▶ _Page extract_
--*--
The museum was developed as a public-private partnership between the City of Riverside, Riverside Art Museum, and Marin. As such the museum also received Marin’s prolific collection of major artworks – over 500 stellar works in all.

In helping to establish The Cheech, the Riverside Art Museum received the 2023 National Medal for Museum and Library Service, the nation’s highest honor given to museums and libraries due to the significant contribution The Cheech made to the region. Marin is justifiably proud and pleased at both the response to the museum, and the exhibitions held there. The gloriously airy, modern space is equipped with comfortable, open galleries that showcase the work, and provide the room for large scale pieces and wall art alike.

Present at the celebration – which included make your own tacos, craft brews, ceviche, and Mexican pastries for desert – Marin stated his purpose. “Riverside Art Museum’s work in the community, its educational mission, and its broad support of Chicano art is why I decided to gift my collection and work with them to create a national center.” He cited the impact the museum has had on the community, and the ways in which the museum is providing the space to show Chicano art and educate viewers about it.
--*--
▶ _Stated problem 1_
Reproduce a portion of the museum passage verbatim, beginning at the words "Present at the" and ending after the words "viewers about it.".
The museum passage and the entries that come after it are unrelated pieces of material.

(Entries in a dataset)
--*--
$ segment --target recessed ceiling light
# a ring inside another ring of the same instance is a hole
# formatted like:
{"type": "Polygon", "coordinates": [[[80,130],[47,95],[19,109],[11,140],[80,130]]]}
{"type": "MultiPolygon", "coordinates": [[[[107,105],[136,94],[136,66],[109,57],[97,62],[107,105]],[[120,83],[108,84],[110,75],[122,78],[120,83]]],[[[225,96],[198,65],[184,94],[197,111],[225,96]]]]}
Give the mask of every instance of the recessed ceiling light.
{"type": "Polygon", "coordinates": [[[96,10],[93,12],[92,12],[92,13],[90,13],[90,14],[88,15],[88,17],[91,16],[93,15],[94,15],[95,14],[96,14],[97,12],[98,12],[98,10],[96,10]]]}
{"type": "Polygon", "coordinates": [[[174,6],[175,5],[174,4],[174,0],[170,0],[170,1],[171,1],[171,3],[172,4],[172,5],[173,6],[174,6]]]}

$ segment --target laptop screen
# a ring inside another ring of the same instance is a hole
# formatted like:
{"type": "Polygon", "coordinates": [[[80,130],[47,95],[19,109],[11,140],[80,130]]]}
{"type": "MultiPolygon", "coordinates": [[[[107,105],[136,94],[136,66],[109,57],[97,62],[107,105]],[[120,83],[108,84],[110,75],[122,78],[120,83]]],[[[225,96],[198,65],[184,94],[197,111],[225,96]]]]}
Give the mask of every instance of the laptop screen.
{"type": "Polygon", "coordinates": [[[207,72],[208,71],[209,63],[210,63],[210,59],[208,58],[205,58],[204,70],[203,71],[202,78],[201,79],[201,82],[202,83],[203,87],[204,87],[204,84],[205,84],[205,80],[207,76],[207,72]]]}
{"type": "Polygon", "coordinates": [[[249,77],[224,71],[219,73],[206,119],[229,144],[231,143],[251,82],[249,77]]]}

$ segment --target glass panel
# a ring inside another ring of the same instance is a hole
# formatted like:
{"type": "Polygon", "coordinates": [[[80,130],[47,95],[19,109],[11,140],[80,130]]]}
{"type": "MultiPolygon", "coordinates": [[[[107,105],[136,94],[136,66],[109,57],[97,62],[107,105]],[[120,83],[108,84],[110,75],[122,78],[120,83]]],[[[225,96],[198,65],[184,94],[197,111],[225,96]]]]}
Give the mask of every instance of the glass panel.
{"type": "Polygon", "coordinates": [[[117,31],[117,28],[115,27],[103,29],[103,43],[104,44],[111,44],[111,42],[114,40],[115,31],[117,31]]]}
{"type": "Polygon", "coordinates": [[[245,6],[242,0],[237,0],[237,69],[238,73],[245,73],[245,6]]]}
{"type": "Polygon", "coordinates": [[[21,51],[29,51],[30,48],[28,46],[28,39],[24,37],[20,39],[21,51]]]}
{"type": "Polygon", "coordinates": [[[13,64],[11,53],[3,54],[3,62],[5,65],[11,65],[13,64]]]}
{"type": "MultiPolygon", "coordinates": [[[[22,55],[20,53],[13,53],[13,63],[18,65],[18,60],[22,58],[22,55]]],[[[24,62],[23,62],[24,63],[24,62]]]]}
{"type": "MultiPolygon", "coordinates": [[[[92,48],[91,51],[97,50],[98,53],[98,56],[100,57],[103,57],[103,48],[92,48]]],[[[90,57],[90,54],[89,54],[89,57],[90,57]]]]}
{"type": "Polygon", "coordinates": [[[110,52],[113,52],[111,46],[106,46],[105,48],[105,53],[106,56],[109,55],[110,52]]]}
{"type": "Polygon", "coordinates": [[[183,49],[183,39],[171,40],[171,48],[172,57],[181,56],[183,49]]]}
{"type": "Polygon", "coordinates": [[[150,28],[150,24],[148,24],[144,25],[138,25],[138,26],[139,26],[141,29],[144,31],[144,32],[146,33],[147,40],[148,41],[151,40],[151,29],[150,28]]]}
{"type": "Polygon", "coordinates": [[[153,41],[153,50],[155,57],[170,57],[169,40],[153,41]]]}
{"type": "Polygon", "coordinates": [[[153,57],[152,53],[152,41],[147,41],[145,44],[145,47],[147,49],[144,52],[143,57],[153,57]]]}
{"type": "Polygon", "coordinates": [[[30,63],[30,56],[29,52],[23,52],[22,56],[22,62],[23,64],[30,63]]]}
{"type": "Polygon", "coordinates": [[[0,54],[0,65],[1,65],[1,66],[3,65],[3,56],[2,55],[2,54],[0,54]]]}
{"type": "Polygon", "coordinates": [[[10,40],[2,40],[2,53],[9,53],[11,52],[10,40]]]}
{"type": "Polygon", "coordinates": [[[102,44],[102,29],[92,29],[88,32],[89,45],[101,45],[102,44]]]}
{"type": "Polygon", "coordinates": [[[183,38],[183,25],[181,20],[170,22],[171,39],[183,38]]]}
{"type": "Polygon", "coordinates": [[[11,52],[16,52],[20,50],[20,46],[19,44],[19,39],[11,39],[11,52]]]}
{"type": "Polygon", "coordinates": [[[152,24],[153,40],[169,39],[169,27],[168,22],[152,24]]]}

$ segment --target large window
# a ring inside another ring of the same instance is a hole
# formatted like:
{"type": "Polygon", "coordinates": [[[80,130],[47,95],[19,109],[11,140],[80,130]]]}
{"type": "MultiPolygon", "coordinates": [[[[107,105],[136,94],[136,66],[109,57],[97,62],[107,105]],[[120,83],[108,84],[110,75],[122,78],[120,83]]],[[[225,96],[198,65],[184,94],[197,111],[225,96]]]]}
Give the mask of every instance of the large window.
--*--
▶ _Stated problem 2_
Format the entries from the line containing "--target large window" through the last line of the entries as a JSON list of strings, one string per line, omitting blank lines.

▶ _Finished answer 1_
Present at the celebration – which included make your own tacos, craft brews, ceviche, and Mexican pastries for desert – Marin stated his purpose. “Riverside Art Museum’s work in the community, its educational mission, and its broad support of Chicano art is why I decided to gift my collection and work with them to create a national center.” He cited the impact the museum has had on the community, and the ways in which the museum is providing the space to show Chicano art and educate viewers about it.

▶ _Finished answer 2_
[
  "$ segment --target large window",
  "# a ring inside another ring of the same instance is a hole",
  "# formatted like:",
  "{\"type\": \"Polygon\", \"coordinates\": [[[80,130],[47,95],[19,109],[11,140],[80,130]]]}",
  "{\"type\": \"MultiPolygon\", \"coordinates\": [[[[107,105],[136,94],[136,66],[109,57],[97,62],[107,105]],[[120,83],[108,84],[110,75],[122,78],[120,83]]],[[[225,96],[198,65],[184,94],[197,111],[225,96]]]]}",
  "Give the mask of every instance of the large window."
]